** Soal Latihan **
a. Jawablah pertanyaan berikut berdasarkan teks sumber tentang DPD.
(i) Menurut teks, siapa yang menentukan segala keputusan yang terkait dengan kepentingan daerah?
(ii) Apa judul buku karya Reni Dwi Purnomowati yang disebut dalam teks?
(iii) Pasal UUD 1945 mana yang mengatur kewenangan DPD dalam proses legislasi?
b. Terjemahkan kalimat dari teks sumber ini ke dalam bahasa Inggris: "Segala keputusan yang terkait dengan kepentingan daerah ditentukan oleh pemerintah pusat."
c. Ganti "DPD" dengan "Dewan Perwakilan Daerah" pada bagian teks sumber di antara "Eksistensi DPD telah" dan "daerah, bukan penduduk.", termasuk kedua batas itu, lalu tuliskan kembali bagian tersebut.

** Teks Sumber **
________________

DPD lahir dengan semangat untuk memperkuat sistem demokrasi di Indonesia. Kekuasaan penyelenggaraan Negara yang terpusat di lembaga eksekutif selama beberapa dekade telah menimbulkan disparitas sosial dan ekonomi antara pemerintah pusat dan pemerintah daerah. Segala keputusan yang terkait dengan kepentingan daerah ditentukan oleh pemerintah pusat. Kondisi inilah yang ingin diubah dengan melahirkan lembaga DPD yang diharapkan dapat menjembatani kepentingan masyarakat dan pemerintah daerah dengan pemerintah pusat. Reni Dwi Purnomowati, dalam bukunya yang berjudul Implementasi Sistem Bikameral Dalam Parlemen Indonesia, menjelaskan bahwa DPD memiliki fungsi penting dan strategis dalam menyerap aspirasi daerah agar daerah mempunyai wadah dalam menyuarakan kepentingannya dalam sistem ketatanegaraan Indonesia.[1]

Eksistensi DPD telah membangkitkan harapan masyarakat di daerah bahwa kepentingan daerah dan masalah-masalah yang dihadapi daerah dapat diangkat dan diperjuangkan pada tingkat nasional. Melalui DPD ini diharapkan mampu menjamin dan menampung perwakilan kepentingan daerah-daerah secara memadai, serta memperjuangkan aspirasi dan kepentingan daerah dalam lembaga legislatif. Hal ini bukan berarti kepentingan nasional akan terkurangi, karena bagaimanapun juga DPD adalah lembaga Negara yang bersifat nasional, sebagaimana Dewan Perwakilan Rakyat Republik Indonesia. Namun perbedaan terletak pada mekanisme pemilihannya dan persyaratan pencalonan anggotanya lebih banyak dikaitkan dengan daerah, bukan penduduk.

Beberapa hal diatas merupakan gambaran singkat terkait tujuan dari pada di bentuknya lembaga DPD di Indonesia, akan tetapi apabila kita melihat pada wilayah Peraturan perundang-undangn kewenangan yang dimiliki oleh DPD sangat tidak berbanding lurus dengan tujuan dibentuknya lembaga DPD ini. Dan tentu karena judul makalah ini adalah kelumpuhan wewenang DPD dalam proses legislasi, maka disini hanya akan dibahas terkait lemahnya kewenangan DPD dalam proses legislasi di Indonesia.

Pertama kewenangan DPD dalam proses legislasi ini diatur dalam UUD 1945 Pasal 22 D ayat (1), dan (2), seperti yang telah kita tulis pada bagaian latar belakang. Pengaturan dalam Pasal 22D ayat (1), dan (2) Undang-Undang Dasar 1945 itu kemudian diderivikasikan dalam Undang-Undang Nomor 22 Tahun 2003 tentang Susunan dan Kedudukan Majelis Permusyawaratan Rakyat, Dewan Perwkakilan Rakyat, Dewan Perwakilan Daerah dan Dewan Perwakilan Rakyat Daerah.

________________

** Bagian dari berkas data **
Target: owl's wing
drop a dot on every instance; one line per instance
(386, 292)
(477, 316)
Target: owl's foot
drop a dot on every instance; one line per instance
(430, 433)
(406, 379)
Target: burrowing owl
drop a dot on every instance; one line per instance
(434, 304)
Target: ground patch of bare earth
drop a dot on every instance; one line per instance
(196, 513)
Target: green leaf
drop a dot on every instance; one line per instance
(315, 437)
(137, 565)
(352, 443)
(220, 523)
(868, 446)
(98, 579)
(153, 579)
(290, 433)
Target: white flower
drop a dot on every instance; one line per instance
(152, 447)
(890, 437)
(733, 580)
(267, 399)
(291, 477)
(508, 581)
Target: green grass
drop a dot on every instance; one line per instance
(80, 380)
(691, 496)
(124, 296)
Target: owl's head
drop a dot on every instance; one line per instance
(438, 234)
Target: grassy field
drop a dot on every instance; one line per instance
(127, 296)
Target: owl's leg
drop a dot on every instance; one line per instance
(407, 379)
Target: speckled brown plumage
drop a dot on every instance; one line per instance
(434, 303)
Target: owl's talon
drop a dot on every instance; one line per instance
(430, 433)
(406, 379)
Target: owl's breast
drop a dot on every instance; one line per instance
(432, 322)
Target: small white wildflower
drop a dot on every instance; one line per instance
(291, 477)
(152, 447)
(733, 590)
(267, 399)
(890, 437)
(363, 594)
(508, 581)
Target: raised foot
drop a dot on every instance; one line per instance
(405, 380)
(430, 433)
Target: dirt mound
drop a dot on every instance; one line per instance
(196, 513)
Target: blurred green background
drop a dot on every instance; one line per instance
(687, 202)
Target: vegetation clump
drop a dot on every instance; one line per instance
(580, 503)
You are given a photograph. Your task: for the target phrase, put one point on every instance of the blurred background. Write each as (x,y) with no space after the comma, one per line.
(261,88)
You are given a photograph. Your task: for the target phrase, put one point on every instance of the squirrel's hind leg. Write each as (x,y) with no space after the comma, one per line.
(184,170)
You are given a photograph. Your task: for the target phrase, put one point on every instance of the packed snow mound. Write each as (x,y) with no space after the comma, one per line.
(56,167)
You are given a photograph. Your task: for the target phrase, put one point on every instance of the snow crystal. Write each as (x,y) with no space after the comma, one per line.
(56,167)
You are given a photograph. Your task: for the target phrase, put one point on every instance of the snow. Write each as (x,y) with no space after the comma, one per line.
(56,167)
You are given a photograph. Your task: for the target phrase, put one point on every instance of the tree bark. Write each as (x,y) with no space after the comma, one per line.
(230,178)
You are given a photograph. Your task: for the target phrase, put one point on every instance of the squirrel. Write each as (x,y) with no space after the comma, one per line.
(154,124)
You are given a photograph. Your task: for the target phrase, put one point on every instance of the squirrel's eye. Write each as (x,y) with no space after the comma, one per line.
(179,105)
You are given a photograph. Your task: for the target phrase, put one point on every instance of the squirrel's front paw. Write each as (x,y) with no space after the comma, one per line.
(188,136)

________________

** Kunci Jawaban **
a.
(i) Pemerintah pusat.
(ii) Implementasi Sistem Bikameral Dalam Parlemen Indonesia.
(iii) Pasal 22 D ayat (1) dan (2).

b. All decisions related to regional interests are determined by the central government.

c.
Eksistensi Dewan Perwakilan Daerah telah membangkitkan harapan masyarakat di daerah bahwa kepentingan daerah dan masalah-masalah yang dihadapi daerah dapat diangkat dan diperjuangkan pada tingkat nasional. Melalui Dewan Perwakilan Daerah ini diharapkan mampu menjamin dan menampung perwakilan kepentingan daerah-daerah secara memadai, serta memperjuangkan aspirasi dan kepentingan daerah dalam lembaga legislatif. Hal ini bukan berarti kepentingan nasional akan terkurangi, karena bagaimanapun juga Dewan Perwakilan Daerah adalah lembaga Negara yang bersifat nasional, sebagaimana Dewan Perwakilan Rakyat Republik Indonesia. Namun perbedaan terletak pada mekanisme pemilihannya dan persyaratan pencalonan anggotanya lebih banyak dikaitkan dengan daerah, bukan penduduk.